- **Job**: Take the line containing "like point(707, 740)." and all lines after it to the end of the records, and output them exactly.

- **Source material**:
**********

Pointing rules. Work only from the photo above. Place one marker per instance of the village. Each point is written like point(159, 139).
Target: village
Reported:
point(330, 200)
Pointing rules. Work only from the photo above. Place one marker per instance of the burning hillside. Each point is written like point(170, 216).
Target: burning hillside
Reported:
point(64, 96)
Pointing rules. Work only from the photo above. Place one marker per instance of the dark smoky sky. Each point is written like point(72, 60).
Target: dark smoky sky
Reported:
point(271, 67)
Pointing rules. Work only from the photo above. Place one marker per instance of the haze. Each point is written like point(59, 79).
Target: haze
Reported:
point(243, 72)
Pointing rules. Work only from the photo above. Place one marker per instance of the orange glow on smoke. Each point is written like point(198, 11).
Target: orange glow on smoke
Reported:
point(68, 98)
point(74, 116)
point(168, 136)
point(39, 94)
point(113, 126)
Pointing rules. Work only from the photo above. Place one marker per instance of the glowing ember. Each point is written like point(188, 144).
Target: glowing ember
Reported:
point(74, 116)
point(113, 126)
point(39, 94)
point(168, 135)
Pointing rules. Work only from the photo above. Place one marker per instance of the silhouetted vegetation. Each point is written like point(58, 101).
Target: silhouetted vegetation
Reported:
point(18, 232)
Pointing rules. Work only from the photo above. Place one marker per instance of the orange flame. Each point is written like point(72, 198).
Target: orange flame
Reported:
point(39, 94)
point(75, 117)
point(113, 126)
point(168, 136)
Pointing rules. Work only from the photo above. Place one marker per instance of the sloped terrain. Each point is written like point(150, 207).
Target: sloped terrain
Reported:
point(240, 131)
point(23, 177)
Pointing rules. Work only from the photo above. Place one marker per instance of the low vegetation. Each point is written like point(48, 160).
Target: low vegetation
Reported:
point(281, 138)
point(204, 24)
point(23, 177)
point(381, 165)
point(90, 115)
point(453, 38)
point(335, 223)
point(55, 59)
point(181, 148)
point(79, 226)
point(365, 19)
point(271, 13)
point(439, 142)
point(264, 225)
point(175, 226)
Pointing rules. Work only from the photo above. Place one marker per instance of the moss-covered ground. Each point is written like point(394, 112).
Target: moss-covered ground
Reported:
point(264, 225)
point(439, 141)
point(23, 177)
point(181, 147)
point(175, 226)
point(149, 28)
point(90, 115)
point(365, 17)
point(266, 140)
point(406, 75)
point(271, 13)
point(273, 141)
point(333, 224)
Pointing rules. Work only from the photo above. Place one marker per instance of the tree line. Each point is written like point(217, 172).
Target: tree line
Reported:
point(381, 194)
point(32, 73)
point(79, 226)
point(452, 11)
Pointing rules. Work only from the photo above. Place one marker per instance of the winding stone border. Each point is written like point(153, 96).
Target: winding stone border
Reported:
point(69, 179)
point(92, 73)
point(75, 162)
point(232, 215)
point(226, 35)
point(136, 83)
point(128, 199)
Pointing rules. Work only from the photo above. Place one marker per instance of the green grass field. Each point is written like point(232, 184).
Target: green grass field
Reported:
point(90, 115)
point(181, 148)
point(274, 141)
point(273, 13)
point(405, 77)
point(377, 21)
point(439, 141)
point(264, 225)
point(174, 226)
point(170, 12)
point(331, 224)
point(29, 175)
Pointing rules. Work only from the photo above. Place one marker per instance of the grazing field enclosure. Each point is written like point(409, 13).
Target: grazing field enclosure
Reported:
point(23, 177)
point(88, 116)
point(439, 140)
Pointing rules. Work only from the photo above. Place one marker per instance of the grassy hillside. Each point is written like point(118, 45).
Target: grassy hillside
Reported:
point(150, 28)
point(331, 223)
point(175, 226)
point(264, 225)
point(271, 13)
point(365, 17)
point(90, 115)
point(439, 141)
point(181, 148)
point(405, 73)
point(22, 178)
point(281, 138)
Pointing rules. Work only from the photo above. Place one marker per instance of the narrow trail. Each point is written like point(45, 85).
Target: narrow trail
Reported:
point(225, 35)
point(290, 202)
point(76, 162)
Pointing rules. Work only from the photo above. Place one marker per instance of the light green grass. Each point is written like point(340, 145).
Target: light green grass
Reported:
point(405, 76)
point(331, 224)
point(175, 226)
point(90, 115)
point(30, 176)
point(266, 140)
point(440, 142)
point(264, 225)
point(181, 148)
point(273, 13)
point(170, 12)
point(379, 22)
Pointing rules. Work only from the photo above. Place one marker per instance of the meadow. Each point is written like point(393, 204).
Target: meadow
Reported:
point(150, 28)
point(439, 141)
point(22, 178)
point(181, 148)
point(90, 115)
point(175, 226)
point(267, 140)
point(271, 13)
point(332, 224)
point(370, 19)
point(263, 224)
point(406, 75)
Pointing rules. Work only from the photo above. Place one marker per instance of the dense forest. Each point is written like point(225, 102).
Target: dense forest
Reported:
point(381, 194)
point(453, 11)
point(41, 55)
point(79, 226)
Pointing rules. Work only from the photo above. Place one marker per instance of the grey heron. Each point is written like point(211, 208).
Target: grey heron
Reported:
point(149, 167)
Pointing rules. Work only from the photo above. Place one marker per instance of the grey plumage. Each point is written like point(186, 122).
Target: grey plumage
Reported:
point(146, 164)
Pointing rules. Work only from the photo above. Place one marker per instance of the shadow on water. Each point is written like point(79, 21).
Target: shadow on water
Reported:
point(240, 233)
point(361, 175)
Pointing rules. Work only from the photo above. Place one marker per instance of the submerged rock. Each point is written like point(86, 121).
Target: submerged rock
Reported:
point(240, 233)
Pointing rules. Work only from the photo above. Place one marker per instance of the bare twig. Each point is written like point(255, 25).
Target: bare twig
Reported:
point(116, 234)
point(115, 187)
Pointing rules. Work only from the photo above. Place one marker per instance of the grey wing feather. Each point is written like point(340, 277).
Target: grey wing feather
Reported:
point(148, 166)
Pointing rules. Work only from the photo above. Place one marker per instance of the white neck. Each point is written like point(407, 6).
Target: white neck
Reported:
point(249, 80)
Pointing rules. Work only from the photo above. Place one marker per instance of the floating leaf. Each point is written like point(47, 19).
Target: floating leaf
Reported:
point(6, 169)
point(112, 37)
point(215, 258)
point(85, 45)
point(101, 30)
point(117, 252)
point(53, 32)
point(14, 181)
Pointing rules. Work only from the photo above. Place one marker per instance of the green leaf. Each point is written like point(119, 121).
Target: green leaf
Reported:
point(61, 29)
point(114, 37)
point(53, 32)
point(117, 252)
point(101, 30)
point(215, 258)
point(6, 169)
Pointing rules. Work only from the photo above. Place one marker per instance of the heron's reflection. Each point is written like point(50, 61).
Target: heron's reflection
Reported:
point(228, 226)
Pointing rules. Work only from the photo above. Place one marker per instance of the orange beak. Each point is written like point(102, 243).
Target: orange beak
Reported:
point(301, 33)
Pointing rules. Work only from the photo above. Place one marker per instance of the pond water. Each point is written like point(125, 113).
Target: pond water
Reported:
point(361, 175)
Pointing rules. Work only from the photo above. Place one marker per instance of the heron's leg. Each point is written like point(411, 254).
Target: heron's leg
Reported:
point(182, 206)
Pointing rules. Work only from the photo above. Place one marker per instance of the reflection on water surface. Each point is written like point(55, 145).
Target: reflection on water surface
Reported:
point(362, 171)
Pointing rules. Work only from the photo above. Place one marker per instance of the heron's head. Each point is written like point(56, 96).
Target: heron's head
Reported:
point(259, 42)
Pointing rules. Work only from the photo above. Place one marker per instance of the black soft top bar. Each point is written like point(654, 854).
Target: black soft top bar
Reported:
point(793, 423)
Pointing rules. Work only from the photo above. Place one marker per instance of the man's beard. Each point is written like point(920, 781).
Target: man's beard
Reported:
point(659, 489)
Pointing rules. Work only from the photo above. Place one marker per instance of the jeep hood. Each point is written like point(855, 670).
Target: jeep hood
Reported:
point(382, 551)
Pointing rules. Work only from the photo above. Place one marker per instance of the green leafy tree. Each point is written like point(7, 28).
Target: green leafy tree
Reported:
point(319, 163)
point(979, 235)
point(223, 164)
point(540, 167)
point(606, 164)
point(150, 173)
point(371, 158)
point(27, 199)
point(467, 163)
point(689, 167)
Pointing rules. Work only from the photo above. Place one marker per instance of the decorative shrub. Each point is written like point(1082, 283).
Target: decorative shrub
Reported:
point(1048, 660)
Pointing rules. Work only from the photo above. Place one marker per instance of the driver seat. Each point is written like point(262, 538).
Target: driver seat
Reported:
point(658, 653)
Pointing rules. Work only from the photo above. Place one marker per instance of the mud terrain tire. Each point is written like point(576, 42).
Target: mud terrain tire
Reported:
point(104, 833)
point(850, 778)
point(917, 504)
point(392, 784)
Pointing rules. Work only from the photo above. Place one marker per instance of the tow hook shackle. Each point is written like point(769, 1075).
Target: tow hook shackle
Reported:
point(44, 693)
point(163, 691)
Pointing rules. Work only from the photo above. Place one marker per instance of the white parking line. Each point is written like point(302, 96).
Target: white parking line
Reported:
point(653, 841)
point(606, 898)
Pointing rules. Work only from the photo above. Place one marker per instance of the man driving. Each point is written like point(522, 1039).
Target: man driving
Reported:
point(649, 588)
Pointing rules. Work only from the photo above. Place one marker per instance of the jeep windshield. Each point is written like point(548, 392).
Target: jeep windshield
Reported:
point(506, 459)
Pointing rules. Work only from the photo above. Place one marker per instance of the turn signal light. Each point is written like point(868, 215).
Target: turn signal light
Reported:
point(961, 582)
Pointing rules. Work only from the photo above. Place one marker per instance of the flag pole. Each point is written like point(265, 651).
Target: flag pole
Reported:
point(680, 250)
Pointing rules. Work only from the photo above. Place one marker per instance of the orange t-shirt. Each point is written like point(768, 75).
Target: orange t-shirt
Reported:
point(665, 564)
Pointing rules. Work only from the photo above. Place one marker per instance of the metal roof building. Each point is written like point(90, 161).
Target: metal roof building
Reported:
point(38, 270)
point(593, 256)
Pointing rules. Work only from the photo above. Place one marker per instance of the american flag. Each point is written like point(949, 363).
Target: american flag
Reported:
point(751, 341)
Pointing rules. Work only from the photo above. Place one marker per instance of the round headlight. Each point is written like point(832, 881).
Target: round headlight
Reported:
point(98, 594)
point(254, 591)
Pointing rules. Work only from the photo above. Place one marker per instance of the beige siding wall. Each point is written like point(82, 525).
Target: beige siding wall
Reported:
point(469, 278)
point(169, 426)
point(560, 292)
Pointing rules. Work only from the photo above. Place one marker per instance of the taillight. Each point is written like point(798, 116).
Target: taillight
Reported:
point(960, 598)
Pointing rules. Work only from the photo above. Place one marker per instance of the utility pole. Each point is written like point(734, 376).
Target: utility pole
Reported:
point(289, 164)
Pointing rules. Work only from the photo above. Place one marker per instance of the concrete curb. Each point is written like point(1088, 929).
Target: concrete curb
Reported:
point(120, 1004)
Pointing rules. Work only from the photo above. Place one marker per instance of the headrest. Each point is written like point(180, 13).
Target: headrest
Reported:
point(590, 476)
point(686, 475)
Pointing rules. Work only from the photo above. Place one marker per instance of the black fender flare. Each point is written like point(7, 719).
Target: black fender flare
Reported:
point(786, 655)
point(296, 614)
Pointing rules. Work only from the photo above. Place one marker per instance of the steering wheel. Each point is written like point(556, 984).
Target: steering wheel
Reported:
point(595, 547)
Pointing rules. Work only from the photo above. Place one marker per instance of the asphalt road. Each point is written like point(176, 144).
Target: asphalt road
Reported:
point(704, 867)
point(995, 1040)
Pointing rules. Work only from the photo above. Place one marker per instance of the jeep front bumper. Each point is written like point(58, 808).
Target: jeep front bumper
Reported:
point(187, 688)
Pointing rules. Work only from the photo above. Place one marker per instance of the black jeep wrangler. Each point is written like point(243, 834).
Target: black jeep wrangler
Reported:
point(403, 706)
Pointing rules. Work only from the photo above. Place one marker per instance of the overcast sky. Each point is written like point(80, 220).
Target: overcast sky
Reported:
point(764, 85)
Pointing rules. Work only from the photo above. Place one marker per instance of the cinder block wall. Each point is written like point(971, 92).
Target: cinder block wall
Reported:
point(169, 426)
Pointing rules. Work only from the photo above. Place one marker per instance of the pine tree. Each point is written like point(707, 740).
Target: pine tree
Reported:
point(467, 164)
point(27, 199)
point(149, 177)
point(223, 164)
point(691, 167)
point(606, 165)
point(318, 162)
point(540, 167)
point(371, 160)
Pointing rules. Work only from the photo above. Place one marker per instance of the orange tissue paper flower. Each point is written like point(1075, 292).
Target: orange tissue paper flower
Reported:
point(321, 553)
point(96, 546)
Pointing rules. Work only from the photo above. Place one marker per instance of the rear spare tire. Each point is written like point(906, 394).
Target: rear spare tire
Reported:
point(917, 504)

**********

- **Answer to this problem**:
Pointing rules. Work only from the photo above. Place one marker per instance of the pine tree. Each point is written like point(707, 740).
Target: pine tree
Reported:
point(467, 164)
point(27, 199)
point(149, 177)
point(223, 164)
point(691, 167)
point(606, 165)
point(318, 162)
point(540, 167)
point(371, 160)
Pointing rules. Work only from the photo above. Place one marker per instance of the orange tissue paper flower. Each point is written like point(1075, 292).
Target: orange tissue paper flower
Reported:
point(321, 553)
point(96, 546)
Pointing rules. Work only from the photo above. Place one marker per instance of the rear spare tire. Each point is written like point(906, 394).
Target: rear spare tire
Reported:
point(917, 504)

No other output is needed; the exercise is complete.